▶ [Your tasks]:
1) In the water quality text, how long does the Fall period of taste and odor issues last?
2) Carry on the water quality text from where it stops.

▶ [Text segment]:

******************************

What causes the musty taste and odor in water?

  • Water occasionally contains dissolved matter that causes a noticeable taste and odor.
  • Taste and odor issues are mainly due to the city’s use of surface water (water from rivers that are stored in lakes and reservoirs). Warm temperatures and sunlight cause algae to grow in lakes, reservoirs and canals. The algae produce chemicals that are not harmful, but cause a musty or earthy taste or smell when they die.
  • People have varying sensitivity and tolerance to the musty taste or smell of water.
  • Glendale and other cities in the Phoenix area usually experience two periods a year when taste and odor issues peak. One occurs in the Spring (lasting about 3 weeks), and a second in the Fall (lasting about 6 weeks).

What protections are in place?

  • Although there is currently no federal requirement controlling the taste and odor of drinking water, Glendale will complete installation of a granular activated carbon filtration system at the Cholla Water Treatment Plant in 2006. The city will also have the carbon filters at its new Oasis Water Campus Facility, which is scheduled for completion by 2008.
  • A granular activated carbon filtration system is very effective in improving the taste and odor of water.

Trihalomethanes (THMs) and Haloacetic Acids (HAA5)

What are trihalomethanes and haloacetic acids and why can it be of concern?

  • Trihalomethanes and haloacetic acids are groups of chemicals that are present in all water systems that use chlorine to disinfect the water.

******************************

▶ [Data supplied]:

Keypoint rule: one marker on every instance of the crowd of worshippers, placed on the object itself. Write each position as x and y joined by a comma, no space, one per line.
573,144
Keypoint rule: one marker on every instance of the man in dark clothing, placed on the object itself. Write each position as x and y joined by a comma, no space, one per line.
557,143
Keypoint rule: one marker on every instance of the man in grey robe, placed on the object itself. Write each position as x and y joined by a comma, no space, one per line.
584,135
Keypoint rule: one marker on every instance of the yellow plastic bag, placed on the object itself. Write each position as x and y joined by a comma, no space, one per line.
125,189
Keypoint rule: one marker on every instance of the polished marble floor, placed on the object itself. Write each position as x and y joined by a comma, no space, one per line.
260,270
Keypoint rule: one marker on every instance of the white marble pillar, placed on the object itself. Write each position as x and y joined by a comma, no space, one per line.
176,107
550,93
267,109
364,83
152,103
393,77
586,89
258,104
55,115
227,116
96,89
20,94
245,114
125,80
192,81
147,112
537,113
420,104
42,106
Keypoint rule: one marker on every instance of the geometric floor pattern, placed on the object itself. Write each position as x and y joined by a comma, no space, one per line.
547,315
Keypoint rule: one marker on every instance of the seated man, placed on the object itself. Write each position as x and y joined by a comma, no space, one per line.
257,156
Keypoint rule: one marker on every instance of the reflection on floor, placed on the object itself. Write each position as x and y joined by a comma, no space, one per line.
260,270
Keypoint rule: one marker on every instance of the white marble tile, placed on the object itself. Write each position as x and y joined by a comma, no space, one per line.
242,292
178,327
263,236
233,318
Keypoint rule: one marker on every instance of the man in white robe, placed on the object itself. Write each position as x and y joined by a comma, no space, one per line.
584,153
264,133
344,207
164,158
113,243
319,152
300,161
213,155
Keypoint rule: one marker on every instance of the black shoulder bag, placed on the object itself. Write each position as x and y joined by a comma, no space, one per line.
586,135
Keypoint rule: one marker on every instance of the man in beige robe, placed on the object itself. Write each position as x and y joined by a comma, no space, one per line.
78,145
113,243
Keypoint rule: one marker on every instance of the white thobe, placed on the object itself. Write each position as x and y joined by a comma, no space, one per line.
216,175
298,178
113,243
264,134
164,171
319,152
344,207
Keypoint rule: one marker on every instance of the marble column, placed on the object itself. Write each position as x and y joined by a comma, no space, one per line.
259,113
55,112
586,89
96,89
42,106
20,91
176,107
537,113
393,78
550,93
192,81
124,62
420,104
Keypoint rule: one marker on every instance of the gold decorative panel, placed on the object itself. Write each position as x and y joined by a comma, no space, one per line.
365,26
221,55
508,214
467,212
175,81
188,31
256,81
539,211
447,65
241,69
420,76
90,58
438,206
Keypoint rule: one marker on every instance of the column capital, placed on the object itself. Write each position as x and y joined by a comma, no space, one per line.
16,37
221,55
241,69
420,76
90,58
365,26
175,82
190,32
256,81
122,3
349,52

******************************

▶ [Activity answers]:
1) About 6 weeks.

2)
  • THMs and HAA5s are formed when chlorine reacts with dissolved organic material. THMs and HAA5s levels are usually higher in treated surface water (water from rivers, lakes and reservoirs) compared to groundwater because surface water contain higher concentrations of dissolved organic material than groundwater.
  • High levels of THMs in drinking water may cause cancer, birth defects and miscarriages.
  • High levels of HAA5s in drinking water may cause cancer.

What protections are in place?

  • The U.S. Environmental Protection Agency has recently finalized a more stringent THM and HAA5 standards, whereby THMs cannot exceed either 80 parts per billion and HAA5s cannot exceed 60 parts per billion based on locational running annual averages (LCAA).
  • THM levels in Glendale’s water system were lower than the standards set by the U.S. Environmental Protection Agency.
  • Glendale will complete the installation of a granular activated carbon filtration system at the Cholla Water Treatment Plant in 2006. The city will also have the carbon filters at its new Oasis Water Campus Facility, which is scheduled for completion by 2008.
  • A granular activated carbon filtration system is very effective in reducing THM levels in treated surface water.